Written request: Give as output the line that contains "If you could tag the shadow", followed by every remaining line of the entries, unchanged and with nothing added.

[Named object pointing entries]
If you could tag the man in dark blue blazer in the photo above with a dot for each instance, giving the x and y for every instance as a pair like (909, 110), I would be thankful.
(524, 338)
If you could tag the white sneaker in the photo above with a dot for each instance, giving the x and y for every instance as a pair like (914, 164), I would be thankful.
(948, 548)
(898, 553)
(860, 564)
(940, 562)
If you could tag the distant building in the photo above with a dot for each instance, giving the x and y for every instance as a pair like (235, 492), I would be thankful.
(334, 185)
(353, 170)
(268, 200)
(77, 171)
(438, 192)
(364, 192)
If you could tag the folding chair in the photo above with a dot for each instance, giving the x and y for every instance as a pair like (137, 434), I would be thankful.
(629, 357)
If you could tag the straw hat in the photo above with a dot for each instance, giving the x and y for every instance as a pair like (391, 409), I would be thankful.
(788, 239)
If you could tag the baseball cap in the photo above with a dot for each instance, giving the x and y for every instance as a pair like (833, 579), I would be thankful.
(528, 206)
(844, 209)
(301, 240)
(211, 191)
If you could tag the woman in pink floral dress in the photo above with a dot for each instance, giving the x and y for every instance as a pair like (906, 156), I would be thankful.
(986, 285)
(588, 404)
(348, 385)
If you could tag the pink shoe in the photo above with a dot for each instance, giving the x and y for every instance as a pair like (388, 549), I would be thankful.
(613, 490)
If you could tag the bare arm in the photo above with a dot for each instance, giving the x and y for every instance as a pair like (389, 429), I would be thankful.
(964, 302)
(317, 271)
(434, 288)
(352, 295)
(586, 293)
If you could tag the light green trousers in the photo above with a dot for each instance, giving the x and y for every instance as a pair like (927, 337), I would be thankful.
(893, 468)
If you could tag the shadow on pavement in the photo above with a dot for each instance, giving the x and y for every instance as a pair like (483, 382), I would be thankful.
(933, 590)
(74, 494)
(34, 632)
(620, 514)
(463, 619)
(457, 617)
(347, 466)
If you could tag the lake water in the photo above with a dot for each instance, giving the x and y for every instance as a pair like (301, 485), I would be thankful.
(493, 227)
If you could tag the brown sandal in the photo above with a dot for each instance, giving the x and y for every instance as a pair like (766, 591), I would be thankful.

Correct answer:
If you could tag the shadow on pavement in the photo above with a dot for each instance, giving the x and y for every instance as a pair like (483, 382), I would be thankful.
(933, 590)
(74, 494)
(34, 632)
(620, 514)
(463, 619)
(457, 617)
(347, 466)
If you could tag the lake water in the photo above with a dot for each instance, giving the x and y for every instance as a pair like (301, 485), I would be thankful.
(493, 227)
If you could tag the brown sandal in the photo above with a dot for each instance, giving the x and y for every instance as a pair like (766, 591), I would be thankful.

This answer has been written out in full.